Ise gidip gelirken sehrin atardamarlarinda gecirdigim saatlerin herbirini turistik olmasa da sosyal ya da kulturel bir tecrube olarak dusunur, etrafimdaki karakterleri inceleyip ara ara kafamda hikayelerini yazardim. Mesela bu herif bu kizla niye kavga ediyor, veya bu cocuk annesinin kucaginda niye agliyor senaryolari. Tabii evlendigim tarih olan 21 Agustos 2004'ten beri bu etrafimdaki karakterlerin bayan olanlarini incelemem kimi yanlis anlasmalara sebebiyet vermis olup, Oya'ya neyin inceleme, neyin kesme oldugu arasindaki ince cizgiyi aciklamak zorunda kalmisligim vardir.

Gösterilen bilgiler:

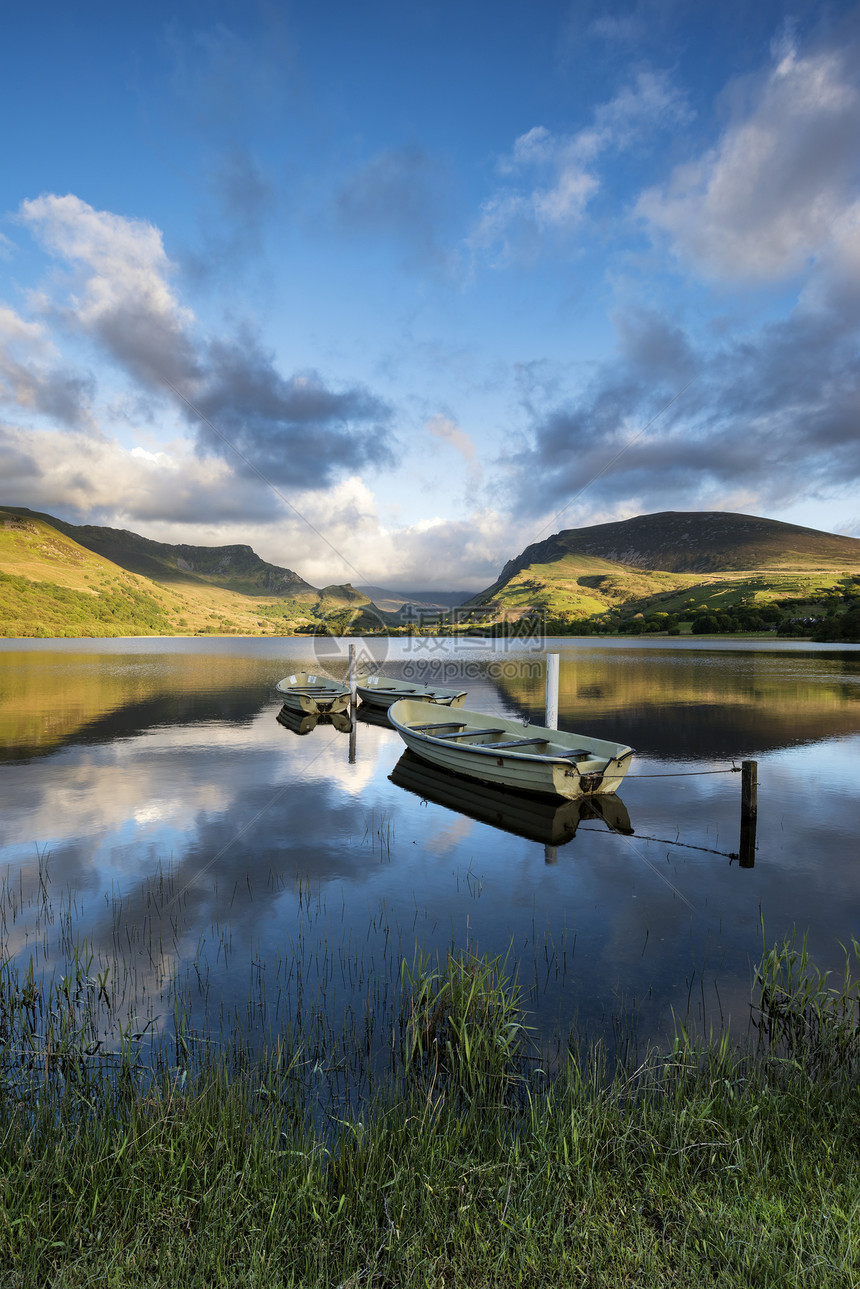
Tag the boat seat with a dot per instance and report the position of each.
(440, 725)
(469, 734)
(517, 743)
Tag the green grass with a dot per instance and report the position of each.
(703, 1165)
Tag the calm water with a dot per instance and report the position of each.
(157, 817)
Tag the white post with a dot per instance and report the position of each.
(353, 678)
(551, 719)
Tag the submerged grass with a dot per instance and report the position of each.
(705, 1165)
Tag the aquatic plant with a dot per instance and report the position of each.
(463, 1018)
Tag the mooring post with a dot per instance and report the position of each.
(551, 719)
(748, 812)
(353, 679)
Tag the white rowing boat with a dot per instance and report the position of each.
(381, 691)
(508, 753)
(303, 722)
(313, 694)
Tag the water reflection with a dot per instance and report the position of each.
(159, 793)
(535, 819)
(303, 722)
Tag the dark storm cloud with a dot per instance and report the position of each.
(17, 465)
(297, 431)
(771, 416)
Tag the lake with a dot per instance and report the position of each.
(161, 824)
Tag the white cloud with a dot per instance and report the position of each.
(32, 378)
(562, 169)
(449, 432)
(780, 186)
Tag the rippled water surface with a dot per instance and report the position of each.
(157, 817)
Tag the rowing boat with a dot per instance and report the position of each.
(524, 757)
(313, 694)
(381, 691)
(303, 722)
(537, 819)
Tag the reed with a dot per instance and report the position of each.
(705, 1164)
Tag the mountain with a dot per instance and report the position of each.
(422, 601)
(63, 579)
(235, 567)
(673, 558)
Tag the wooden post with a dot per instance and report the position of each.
(551, 719)
(353, 678)
(748, 812)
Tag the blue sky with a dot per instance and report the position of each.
(392, 290)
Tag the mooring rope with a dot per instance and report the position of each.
(685, 774)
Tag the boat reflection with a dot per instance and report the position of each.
(303, 722)
(537, 819)
(374, 716)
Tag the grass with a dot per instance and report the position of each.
(703, 1165)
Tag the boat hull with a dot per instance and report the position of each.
(377, 691)
(553, 772)
(312, 694)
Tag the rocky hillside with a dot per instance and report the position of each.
(691, 543)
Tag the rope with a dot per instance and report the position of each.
(685, 774)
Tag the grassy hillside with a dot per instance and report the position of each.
(674, 569)
(52, 584)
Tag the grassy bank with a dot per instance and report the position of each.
(700, 1167)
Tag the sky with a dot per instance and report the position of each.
(390, 291)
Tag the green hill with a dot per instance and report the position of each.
(61, 579)
(680, 566)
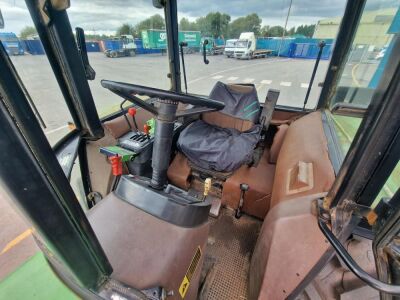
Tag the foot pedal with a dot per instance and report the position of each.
(215, 207)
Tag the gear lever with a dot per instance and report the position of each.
(132, 112)
(243, 189)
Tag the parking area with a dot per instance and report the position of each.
(290, 76)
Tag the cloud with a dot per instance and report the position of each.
(107, 16)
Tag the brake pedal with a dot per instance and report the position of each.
(215, 207)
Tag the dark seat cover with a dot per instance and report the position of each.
(221, 149)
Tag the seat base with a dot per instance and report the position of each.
(259, 178)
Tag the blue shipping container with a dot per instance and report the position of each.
(33, 47)
(92, 47)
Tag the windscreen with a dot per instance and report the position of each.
(241, 44)
(282, 56)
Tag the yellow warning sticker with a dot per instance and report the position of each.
(184, 287)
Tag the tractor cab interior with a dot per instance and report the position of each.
(217, 178)
(196, 197)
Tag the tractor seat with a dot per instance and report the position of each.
(225, 140)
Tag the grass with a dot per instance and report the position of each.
(34, 280)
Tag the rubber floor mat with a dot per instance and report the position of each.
(226, 265)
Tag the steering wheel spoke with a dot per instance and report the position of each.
(126, 90)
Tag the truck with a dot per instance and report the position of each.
(215, 46)
(11, 43)
(246, 47)
(121, 46)
(230, 47)
(157, 39)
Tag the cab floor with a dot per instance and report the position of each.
(227, 259)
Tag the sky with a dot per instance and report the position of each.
(105, 16)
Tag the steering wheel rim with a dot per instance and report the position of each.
(127, 90)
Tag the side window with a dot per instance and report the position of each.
(365, 64)
(368, 57)
(360, 75)
(21, 42)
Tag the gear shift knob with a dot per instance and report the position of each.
(244, 187)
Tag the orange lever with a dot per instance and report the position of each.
(116, 165)
(146, 129)
(132, 111)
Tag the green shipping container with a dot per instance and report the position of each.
(157, 39)
(154, 39)
(191, 37)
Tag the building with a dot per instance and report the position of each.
(373, 28)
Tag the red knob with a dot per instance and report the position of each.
(146, 128)
(116, 165)
(132, 111)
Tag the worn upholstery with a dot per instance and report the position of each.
(290, 242)
(304, 141)
(223, 141)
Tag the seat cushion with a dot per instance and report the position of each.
(218, 149)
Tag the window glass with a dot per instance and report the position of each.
(286, 32)
(126, 41)
(392, 184)
(23, 46)
(366, 63)
(367, 59)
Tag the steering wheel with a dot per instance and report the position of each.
(166, 115)
(127, 91)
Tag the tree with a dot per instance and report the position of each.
(27, 31)
(185, 24)
(249, 23)
(215, 24)
(275, 31)
(154, 22)
(291, 31)
(307, 30)
(124, 29)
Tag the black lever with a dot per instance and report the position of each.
(81, 43)
(206, 61)
(181, 45)
(321, 46)
(243, 189)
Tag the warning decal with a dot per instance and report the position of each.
(189, 273)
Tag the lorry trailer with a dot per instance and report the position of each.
(126, 47)
(246, 47)
(230, 47)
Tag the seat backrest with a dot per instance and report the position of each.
(241, 110)
(303, 165)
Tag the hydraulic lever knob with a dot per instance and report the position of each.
(146, 129)
(132, 112)
(243, 189)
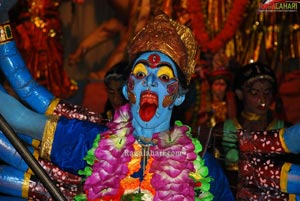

Görev hedefi 1:
Metin parçasına göre şu soruları yanıtlayın:
(a) Evlilik hangi tarihte gerçekleşmiş?
(b) Şehrin atardamarlarında geçirilen saatler, turistik olmasa da ne tür bir tecrübe olarak düşünülüyor?
(c) Neyin inceleme, neyin kesme olduğu arasındaki ince çizgi kime açıklanmak zorunda kalınmış?
Görev hedefi 2: Metin parçasını "Ise gidip gelirken" kısmından "zorunda kalmisligim vardir." kısmına kadar, "herif" yerine "adam" koyarak yeniden yazın.
Kayıtlar başka bir kaynaktan alınmıştır.

Yanıt 1:
(a) 21 Ağustos 2004
(b) Sosyal ya da kültürel bir tecrübe
(c) Oya'ya

Yanıt 2:
Ise gidip gelirken sehrin atardamarlarinda gecirdigim saatlerin herbirini turistik olmasa da sosyal ya da kulturel bir tecrube olarak dusunur, etrafimdaki karakterleri inceleyip ara ara kafamda hikayelerini yazardim. Mesela bu adam bu kizla niye kavga ediyor, veya bu cocuk annesinin kucaginda niye agliyor senaryolari. Tabii evlendigim tarih olan 21 Agustos 2004'ten beri bu etrafimdaki karakterlerin bayan olanlarini incelemem kimi yanlis anlasmalara sebebiyet vermis olup, Oya'ya neyin inceleme, neyin kesme oldugu arasindaki ince cizgiyi aciklamak zorunda kalmisligim vardir.